[Opening RECORDS section]
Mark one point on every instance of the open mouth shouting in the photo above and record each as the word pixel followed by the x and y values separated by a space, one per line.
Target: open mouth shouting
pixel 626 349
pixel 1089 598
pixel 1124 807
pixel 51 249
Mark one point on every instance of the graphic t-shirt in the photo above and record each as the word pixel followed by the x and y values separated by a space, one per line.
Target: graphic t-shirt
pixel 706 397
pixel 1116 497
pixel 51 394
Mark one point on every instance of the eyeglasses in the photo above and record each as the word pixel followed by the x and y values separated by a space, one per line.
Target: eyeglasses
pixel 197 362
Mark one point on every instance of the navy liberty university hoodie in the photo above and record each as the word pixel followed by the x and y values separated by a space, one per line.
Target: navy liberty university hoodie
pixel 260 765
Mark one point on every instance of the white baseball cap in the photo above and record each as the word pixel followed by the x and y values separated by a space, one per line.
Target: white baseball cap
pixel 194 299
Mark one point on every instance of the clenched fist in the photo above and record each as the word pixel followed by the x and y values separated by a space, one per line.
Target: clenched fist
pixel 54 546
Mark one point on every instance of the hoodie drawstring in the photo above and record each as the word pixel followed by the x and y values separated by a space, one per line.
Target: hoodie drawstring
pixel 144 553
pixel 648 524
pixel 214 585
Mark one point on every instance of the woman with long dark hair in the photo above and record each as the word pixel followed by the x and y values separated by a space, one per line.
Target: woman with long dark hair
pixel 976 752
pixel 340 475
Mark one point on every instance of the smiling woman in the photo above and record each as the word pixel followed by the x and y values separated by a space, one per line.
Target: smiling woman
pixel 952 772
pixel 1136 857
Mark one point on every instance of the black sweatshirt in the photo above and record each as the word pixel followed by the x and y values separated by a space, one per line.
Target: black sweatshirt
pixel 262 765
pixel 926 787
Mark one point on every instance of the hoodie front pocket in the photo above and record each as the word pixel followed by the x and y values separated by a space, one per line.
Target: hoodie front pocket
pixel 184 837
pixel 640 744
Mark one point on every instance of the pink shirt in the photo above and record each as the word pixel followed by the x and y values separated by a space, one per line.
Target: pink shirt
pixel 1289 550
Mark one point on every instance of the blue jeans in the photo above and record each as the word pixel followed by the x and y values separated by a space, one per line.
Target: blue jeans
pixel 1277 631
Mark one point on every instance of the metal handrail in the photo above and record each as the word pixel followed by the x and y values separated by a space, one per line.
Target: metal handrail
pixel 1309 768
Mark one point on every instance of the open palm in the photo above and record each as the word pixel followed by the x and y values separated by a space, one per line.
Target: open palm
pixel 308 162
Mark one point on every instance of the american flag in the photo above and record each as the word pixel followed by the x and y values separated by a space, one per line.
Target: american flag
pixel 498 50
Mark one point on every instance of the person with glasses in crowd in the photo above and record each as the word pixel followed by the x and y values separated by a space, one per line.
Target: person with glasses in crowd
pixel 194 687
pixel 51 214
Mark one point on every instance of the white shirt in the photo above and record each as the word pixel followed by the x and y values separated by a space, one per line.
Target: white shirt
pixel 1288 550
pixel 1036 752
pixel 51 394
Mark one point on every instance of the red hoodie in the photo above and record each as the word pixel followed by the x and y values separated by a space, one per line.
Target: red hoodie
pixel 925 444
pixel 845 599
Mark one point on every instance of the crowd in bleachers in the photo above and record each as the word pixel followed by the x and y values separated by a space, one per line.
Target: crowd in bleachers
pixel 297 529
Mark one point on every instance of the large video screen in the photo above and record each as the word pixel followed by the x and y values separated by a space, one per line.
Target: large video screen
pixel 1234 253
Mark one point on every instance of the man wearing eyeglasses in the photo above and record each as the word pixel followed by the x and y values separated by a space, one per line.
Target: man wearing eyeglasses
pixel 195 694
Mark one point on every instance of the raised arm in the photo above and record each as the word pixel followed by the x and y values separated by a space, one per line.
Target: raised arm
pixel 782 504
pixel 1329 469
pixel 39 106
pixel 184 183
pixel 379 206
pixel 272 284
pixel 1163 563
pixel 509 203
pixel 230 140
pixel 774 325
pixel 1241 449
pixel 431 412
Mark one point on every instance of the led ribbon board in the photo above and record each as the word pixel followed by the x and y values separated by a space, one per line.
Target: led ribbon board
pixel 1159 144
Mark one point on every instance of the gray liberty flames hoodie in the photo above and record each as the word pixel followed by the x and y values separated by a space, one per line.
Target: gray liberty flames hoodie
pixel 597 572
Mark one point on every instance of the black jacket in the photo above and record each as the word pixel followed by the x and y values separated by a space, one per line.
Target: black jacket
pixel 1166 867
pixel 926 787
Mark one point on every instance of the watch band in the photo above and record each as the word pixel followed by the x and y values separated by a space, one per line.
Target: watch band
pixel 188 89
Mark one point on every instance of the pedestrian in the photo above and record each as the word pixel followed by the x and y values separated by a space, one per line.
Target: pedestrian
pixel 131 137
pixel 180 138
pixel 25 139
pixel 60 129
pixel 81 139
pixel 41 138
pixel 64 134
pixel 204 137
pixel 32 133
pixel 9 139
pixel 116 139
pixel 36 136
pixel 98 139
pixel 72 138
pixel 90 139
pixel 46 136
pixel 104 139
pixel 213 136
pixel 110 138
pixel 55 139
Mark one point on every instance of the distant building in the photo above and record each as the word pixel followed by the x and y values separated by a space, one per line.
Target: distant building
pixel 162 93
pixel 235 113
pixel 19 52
[Closing RECORDS section]
YOUR ASSIGNMENT: All records above are to be output again exactly as they stand.

RESPONSE BELOW:
Mark one point on every instance of the open mouth shouting in the photo above and record each as the word pixel followed by the x and y values separated by a space, one per line.
Target: open mouth shouting
pixel 626 349
pixel 1089 598
pixel 1124 807
pixel 51 249
Mark one point on every instance of the graphic t-shirt in the photo above and record each as the word pixel followed by the x and y values separated by a space, one per line.
Target: graphic t-shirt
pixel 706 397
pixel 1116 497
pixel 51 394
Mark one point on every instance of the eyeglasses in the photo above and record each as the word pixel followed by the x and y values separated by a space, one per line.
Target: eyeglasses
pixel 197 362
Mark one point on every instance of the navy liberty university hoodie in the photo above and record each as the word pixel followed by the x and y values separated by a space, one per line.
Target: navy liberty university hoodie
pixel 260 765
Mark one point on every instance of the white baseball cap in the photo above and record each as the word pixel followed by the x and y values separated by a space, one per line.
Target: white baseball cap
pixel 194 299
Mark one point on every instance of the clenched fist in the photo above and record each as the word pixel followed by the x and y values separated by a space, one per line.
Target: clenched fist
pixel 54 546
Mark one point on every instance of the hoodie drawstring in the photo above and record each as the word pixel followed by the x and y values separated by a space, one per line.
Target: hoodie drawstring
pixel 144 553
pixel 648 524
pixel 214 585
Mark one point on every instance of the woman with long dark hair in the photo above and record each as the word pixel followed by the x and y values separated by a space, one per line.
Target: woman with long dark hair
pixel 976 752
pixel 340 475
Mark one point on every instance of the smiling woman in the photo above and record each as the word pixel followed by the x and y values separated by a space, one per line.
Target: smiling woman
pixel 952 772
pixel 1136 857
Mark one point on every instance of the black sweatshirt in the photo above and record each as the word pixel followed by the x and y values separated by a space, one per line.
Target: black sweatshirt
pixel 262 765
pixel 926 787
Mark one point on every instance of the hoodie front pocket in the photo above and record each as the word pixel followed by the x and y values separated by a space, one per line.
Target: hoodie front pocket
pixel 184 837
pixel 640 744
Mark one point on every instance of the pink shirt in the photo above and record each as the word pixel followed by the x and y values separated by a space, one per line.
Target: pink shirt
pixel 1289 550
Mark one point on every instance of the blue jeans in the photo above and record each as the word pixel followed by the x and y values separated by a space, one per line.
Target: blue jeans
pixel 1277 631
Mark one point on every instance of the metal handrail in the photo above and record each as the word pixel followed by the x and y values separated by a space, one per line.
Target: metal handrail
pixel 1309 768
Mark one point on every instance of the open palm in the photo above and record each as the word pixel followed by the x and y values separated by a space, one per line.
Target: open palm
pixel 308 162
Mark one point on every instance of the american flag in the photo above and record each as the word pixel followed by the x and y values separated by a space, one per line.
Target: american flag
pixel 498 50
Mark one point on every instance of the person with glasses in crowd in the photo above and record each as the word pixel followed by the x and y values separated by a space, one per line.
Target: person with glasses in crowd
pixel 194 687
pixel 51 214
Mark one point on every instance of the white shirt in the photo above and record each as the word pixel followed by the x and y values separated by a space, one per line.
Target: white shirt
pixel 1288 550
pixel 1036 752
pixel 51 394
Mark one point on every instance of the red hoodie in the photo above and record each as the word pixel followed by the x and y values separated by a space, one per line.
Target: red hoodie
pixel 925 444
pixel 845 599
Mark one point on every instance of the crowd in bleachers in the photo above and record each as the word pixel followed by the x and y values separated by a space, one per line.
Target: crowd in bleachers
pixel 297 529
Mark one point on every instance of the large video screen in the photo above and record each as the word pixel followed by the x and y values separated by a space, one per line.
Target: large video screen
pixel 1234 253
Mark one point on every instance of the man wearing eyeglasses in the photo above and record each as the word pixel followed by the x and y values separated by a space, one per line.
Target: man wearing eyeglasses
pixel 195 694
Mark one point on every instance of the raised arm in the photo above and record each as the word pixel followed by the x and y values separated by a space, one per line.
Target: raised arm
pixel 782 504
pixel 1329 469
pixel 39 106
pixel 184 183
pixel 379 206
pixel 272 284
pixel 1163 563
pixel 509 203
pixel 230 140
pixel 774 325
pixel 1241 449
pixel 431 412
Mark one point on every instance of the led ribbon board in the photo above and record each as the word pixel followed by the x and y values separated by a space, one per line.
Target: led ribbon board
pixel 1159 144
Mark one point on every instance of the gray liberty flames hoodie in the photo above and record each as the word pixel followed by the x and y values separated by a space, one per line.
Target: gray liberty flames hoodie
pixel 597 572
Mark one point on every instance of the black jacket in the photo above and record each as the word pixel followed by the x and y values separated by a space, one per line.
Target: black jacket
pixel 1166 867
pixel 926 787
Mark one point on every instance of the watch band in the photo above and record each as the word pixel followed by the x and y values separated by a space, one per line.
Target: watch band
pixel 188 89
Mark one point on every instance of the pedestrian in the photo above and record each as the word pixel followed by the x and y values separated by a space, one per line.
Target: pedestrian
pixel 131 137
pixel 180 138
pixel 25 139
pixel 60 129
pixel 81 139
pixel 41 138
pixel 64 134
pixel 204 137
pixel 32 133
pixel 9 139
pixel 116 139
pixel 36 136
pixel 98 139
pixel 72 138
pixel 90 139
pixel 46 136
pixel 104 139
pixel 213 136
pixel 110 138
pixel 55 139
Mark one point on every instance of the distant building in the photo above and record each as the word pixel followed by the x and y values separated by a space, one per line.
Target: distant building
pixel 162 93
pixel 235 113
pixel 19 52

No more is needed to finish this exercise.